Text passage:
#####

All previously discussed concepts should provide a solid foundation to explore some code examples.
We'll now revisit the Hello World guide and offer a much-needed explanation of the code you ran earlier.

That code produced one of the most basic infrastructure possible in AWS - a S3 bucket that hosts static website files. The model and resource graphs are below.

Code Dissection

Let's revisit relevant parts of the code, but with more explanation.

app.module.ts
@Module({
imports: [S3WebsiteSaveManifestModule],
})
export class AppModule implements IModule<App> {
async onInit(): Promise<App> {
// ...
}
}

We begin with a Module. The AppModule imports the pre-defined S3WebsiteSaveManifestModule which is provided in the octo-aws-cdk library. That module is responsible for generating a S3 manifest to track all the files uploaded to the website.
Every module must implement IModule<T> where T is the return type. You can return anything, including void.
The onInit() method is where the module logic is implemented.


app.module.ts
async onInit(): Promise<App> {
const app = new App('octo-test');

const service = new S3StaticWebsiteService(RegionId.AWS_US_EAST_1A, BUCKET_NAME);
app.addService(service);

await service.addSource(websiteSourcePath);

return app;
}

Within the onInit() method we create an app, a S3StaticWebsiteService service, and point it to the website directory where our static files live.


main.ts
const octo = new Octo();
await octo.initialize(new LocalStateProvider(octoStatePath), [{ type: EventLoggerListener, options: {} }]);

The main.ts file is where the project is bootstrapped. The Octo class is initialized by passing a StateProvider. We are using the LocalStateProvider which will store the state in a local file.

#####

Information provided:
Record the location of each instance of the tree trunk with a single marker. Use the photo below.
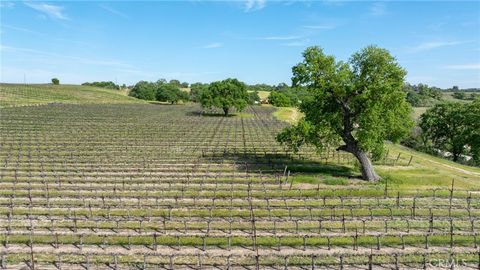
(368, 172)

#####

Given request A: State in one to three sentences why, according to the code walkthrough, AppModule imports S3WebsiteSaveManifestModule.
Given request B: Carry on the code walkthrough from its last sentence.

Expected output A: AppModule imports S3WebsiteSaveManifestModule because this pre-defined module from the octo-aws-cdk library generates an S3 manifest. That manifest tracks all the files uploaded to the website.

Expected output B:
Optionally, we also pass the EventLoggerListener listener which provides logging support to debug Octo.


main.ts
await octo.compose();
const app = octo.getModuleOutput<App>(AppModule) as App;

Next, we call the compose() method to get all modules to run. In this function, Octo runs the onInit() method of each registered and imported modules.
The getModuleOutput() is a helper method to collect the output from any Module.


main.ts
const generator = await octo.beginTransaction(app);
const modelTransactionResult = await generator.next();
await octo.commitTransaction(app, modelTransactionResult.value);

In this last part of the code, we use the app instance to begin the transaction, which in turn traverses the app children, and generates diffs to work on. A generator is returned.
Upon calling next(), all diffs are processed in order, the S3 bucket is created, and all website files are uploaded.
The output of the generator is passed to commitTransaction() which will update the state with the new models and resources.


tip

The beginTransaction(app, options) method returns a generator, and accepts 4 options to stop the generator at important milestones to debug the application.

  • yieldModelDiffs to output all the differences Octo found in the new model state vs the previous model state.
  • yieldModelTransaction to output Octo's model execution plan order.
  • yieldResourceDiffs to output all the differences Octo found in the new resource state vs the previous resource state.
  • yieldResourceTransaction to output Octo's resource execution plan order.

State Files

Now let's focus on the autogenerated files that represents the state of your infrastructure.

models.json
resources.json
<my-bucket-name>-manifest.json

The models.json and resources.json contains serialized output of Models, Resources, and Shared Resources.
The <my-bucket-name>-manifest.json file is specific to the S3StaticWebsiteService service and contains all files of the website currently being tracked.

We implore you to open and inspect each of these files to better understand how Octo stores state!